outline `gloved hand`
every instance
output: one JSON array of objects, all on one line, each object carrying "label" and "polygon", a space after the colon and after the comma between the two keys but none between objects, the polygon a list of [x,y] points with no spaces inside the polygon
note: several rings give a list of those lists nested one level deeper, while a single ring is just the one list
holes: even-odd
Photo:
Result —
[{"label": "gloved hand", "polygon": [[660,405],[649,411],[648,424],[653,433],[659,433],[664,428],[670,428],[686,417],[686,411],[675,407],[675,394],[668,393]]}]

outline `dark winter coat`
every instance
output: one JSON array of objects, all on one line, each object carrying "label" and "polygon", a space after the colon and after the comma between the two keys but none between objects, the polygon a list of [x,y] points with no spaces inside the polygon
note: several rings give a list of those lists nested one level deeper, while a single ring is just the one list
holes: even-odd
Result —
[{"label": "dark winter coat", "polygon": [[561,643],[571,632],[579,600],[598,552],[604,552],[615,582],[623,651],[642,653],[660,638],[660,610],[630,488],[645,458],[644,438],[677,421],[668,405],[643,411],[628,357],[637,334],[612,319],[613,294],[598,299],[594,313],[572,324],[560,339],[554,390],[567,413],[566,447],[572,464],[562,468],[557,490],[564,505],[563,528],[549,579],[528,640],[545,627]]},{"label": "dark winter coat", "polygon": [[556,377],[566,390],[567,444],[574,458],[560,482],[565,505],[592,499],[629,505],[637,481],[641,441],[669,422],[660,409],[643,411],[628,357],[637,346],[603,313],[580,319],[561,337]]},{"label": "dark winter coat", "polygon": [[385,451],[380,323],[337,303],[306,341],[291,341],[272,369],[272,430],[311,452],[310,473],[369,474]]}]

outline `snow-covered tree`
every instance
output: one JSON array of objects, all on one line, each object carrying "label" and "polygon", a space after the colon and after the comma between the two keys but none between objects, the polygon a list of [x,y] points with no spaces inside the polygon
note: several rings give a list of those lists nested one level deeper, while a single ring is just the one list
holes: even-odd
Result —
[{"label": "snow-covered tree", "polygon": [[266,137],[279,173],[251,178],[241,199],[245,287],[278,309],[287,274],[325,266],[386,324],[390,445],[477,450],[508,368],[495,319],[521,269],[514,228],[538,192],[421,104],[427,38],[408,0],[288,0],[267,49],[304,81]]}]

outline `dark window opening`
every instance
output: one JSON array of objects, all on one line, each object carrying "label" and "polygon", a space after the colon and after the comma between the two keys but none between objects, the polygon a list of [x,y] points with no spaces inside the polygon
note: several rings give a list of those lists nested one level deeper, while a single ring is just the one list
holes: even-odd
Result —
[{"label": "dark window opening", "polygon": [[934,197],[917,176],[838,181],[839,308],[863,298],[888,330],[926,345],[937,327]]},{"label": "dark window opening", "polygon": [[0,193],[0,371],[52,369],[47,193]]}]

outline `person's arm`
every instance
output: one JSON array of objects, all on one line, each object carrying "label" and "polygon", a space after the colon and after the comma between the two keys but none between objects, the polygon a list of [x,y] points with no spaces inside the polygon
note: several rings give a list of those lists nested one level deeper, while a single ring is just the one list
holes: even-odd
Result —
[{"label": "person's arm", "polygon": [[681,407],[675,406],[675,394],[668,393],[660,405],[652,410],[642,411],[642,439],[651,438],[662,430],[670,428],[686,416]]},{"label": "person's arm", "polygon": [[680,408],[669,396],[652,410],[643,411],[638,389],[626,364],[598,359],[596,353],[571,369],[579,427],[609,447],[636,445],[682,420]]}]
++++++++++
* [Exercise objective] Could you return every line from the entries above in which the string "outline" occurs?

* [Finished task]
outline `gloved hand`
outline `dark winter coat`
outline `snow-covered tree`
outline `dark window opening`
outline `person's arm`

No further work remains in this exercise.